### Required work
Return every line of the items below that contains the string "Outlines".

(Object outline annotations)

--

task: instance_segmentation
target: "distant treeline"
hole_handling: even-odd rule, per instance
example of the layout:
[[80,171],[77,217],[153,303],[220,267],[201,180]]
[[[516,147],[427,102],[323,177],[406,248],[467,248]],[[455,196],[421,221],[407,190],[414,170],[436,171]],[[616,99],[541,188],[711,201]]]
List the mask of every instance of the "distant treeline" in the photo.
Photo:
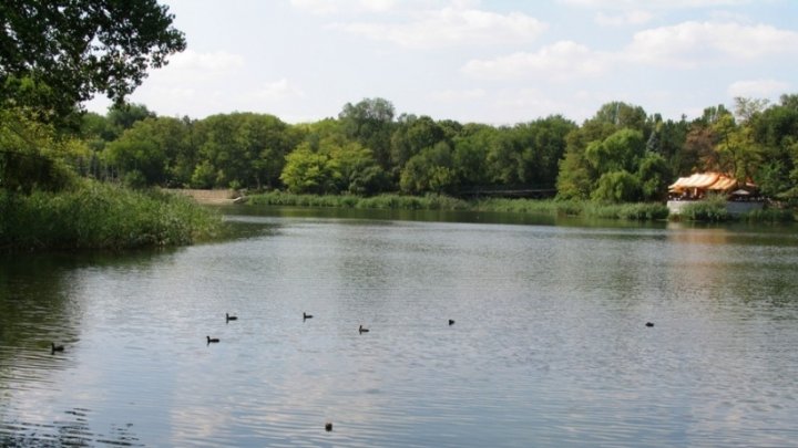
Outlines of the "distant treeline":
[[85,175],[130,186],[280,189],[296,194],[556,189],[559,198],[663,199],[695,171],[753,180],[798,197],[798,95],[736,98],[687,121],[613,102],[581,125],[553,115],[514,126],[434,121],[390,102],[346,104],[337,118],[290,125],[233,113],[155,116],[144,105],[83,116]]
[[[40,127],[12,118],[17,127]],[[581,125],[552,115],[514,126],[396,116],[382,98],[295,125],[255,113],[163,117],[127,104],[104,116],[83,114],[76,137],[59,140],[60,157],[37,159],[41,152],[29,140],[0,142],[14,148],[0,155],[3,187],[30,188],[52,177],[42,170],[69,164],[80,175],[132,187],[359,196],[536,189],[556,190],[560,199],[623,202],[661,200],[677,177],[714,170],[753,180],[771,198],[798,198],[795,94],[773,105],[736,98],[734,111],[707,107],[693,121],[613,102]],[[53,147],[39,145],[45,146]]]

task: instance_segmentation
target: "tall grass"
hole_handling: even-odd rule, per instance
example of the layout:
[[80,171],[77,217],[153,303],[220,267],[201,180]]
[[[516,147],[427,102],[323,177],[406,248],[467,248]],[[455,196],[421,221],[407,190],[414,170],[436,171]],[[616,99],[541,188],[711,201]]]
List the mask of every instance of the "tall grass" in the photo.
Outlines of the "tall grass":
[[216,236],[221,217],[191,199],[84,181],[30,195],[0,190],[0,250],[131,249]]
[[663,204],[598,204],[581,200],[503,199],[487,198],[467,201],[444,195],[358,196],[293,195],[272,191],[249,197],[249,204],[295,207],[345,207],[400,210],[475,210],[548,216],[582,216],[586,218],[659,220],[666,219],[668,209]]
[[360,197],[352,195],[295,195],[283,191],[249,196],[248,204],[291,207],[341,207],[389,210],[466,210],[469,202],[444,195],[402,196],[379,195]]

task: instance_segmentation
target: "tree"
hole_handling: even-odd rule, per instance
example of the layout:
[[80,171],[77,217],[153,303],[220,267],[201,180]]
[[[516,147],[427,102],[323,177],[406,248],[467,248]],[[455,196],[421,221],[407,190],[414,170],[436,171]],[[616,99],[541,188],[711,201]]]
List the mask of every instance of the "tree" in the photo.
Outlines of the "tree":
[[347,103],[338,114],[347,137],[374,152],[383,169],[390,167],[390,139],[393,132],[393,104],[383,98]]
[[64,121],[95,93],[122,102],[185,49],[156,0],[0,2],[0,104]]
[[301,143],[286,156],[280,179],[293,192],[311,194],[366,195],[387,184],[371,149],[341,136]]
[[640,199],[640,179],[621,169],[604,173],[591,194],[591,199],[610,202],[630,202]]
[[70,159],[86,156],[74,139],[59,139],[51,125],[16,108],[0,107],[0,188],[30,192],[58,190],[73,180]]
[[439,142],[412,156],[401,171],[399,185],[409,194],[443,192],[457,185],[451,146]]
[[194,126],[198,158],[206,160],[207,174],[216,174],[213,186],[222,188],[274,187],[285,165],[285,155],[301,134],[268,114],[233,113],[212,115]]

--

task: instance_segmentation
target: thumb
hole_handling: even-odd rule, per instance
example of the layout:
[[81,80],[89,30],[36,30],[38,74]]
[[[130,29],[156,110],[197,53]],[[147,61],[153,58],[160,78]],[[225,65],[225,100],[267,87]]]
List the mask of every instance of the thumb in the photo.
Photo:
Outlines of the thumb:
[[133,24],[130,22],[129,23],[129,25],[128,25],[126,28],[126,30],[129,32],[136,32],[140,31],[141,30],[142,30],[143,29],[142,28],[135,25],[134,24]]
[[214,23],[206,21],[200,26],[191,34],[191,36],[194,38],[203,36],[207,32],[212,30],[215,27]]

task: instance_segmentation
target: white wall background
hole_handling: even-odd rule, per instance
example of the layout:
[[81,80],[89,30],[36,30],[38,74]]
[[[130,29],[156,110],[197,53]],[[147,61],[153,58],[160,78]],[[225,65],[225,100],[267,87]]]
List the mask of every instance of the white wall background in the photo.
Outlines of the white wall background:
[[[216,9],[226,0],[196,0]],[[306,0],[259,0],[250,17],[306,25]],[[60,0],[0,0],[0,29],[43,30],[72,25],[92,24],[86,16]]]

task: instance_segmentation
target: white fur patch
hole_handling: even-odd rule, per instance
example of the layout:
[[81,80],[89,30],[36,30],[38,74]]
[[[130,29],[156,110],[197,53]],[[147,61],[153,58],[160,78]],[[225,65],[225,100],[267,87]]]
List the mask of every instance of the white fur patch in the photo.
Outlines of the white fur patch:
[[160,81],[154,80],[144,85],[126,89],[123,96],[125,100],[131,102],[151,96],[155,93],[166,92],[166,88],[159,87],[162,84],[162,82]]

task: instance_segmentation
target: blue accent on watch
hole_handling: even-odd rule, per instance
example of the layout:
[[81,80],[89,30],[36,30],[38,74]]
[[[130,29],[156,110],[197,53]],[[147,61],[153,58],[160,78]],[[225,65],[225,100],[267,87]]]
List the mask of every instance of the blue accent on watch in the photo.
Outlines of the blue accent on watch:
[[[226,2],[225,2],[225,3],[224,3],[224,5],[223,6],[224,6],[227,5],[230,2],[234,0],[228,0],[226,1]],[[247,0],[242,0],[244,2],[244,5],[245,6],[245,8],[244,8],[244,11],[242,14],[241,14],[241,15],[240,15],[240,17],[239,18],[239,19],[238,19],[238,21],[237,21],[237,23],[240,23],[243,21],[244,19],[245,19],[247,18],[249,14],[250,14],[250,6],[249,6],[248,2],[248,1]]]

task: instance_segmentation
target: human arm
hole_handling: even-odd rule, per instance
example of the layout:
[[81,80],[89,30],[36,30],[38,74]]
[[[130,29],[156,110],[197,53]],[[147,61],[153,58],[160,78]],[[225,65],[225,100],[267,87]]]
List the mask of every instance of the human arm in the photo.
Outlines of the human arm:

--

### Result of this task
Outlines of the "distant treeline":
Outlines of the "tall grass":
Outlines of the "tree":
Outlines of the thumb:
Outlines of the white wall background:
Outlines of the white fur patch:
Outlines of the blue accent on watch:
Outlines of the human arm:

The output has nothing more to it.